In the article on China's and Japan's vehicle exports, how many vehicles did China export in 2023?

TEXT SEGMENT ::
####################

Defying Tariffs, China Extends Lead Over Japan In Vehicle Exports

Defying Tariffs, China Extends Lead Over Japan In Vehicle Exports

The automotive export figures released at the close of October 2024 indicate that China has increased its lead over Japan, defying tariffs. After achieving a lead in 2023, China expanded its export gap throughout 2024 by meeting international standards and by addressing key market opportunities.

Capturing much attention, China’s automotive exports have given the Asian country a significant lead over Japan, which held the title of the world's largest vehicle exporter for nearly five decades until last year.

China exported 5.22 million vehicles in 2023, out numbering Japan’s vehicle exports at 4.42 million units. Between January 2024 and September 2024, China exported 4.7 million units. Japan, on the other hand, shipped 3.06 million units.

While Japan’s vehicle exports declined by four percent in the period between January 2024 and September 2024, China’s vehicle exports grew by a good 26.7 percent year-on-year.

####################

SUPPLIED MATERIAL ::
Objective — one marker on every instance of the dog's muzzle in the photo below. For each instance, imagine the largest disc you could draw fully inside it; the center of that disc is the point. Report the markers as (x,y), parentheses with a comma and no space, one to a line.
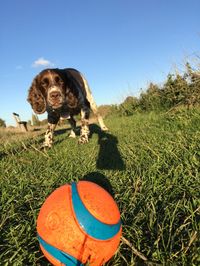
(55,97)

####################

RESPONSE :: 5.22 million vehicles.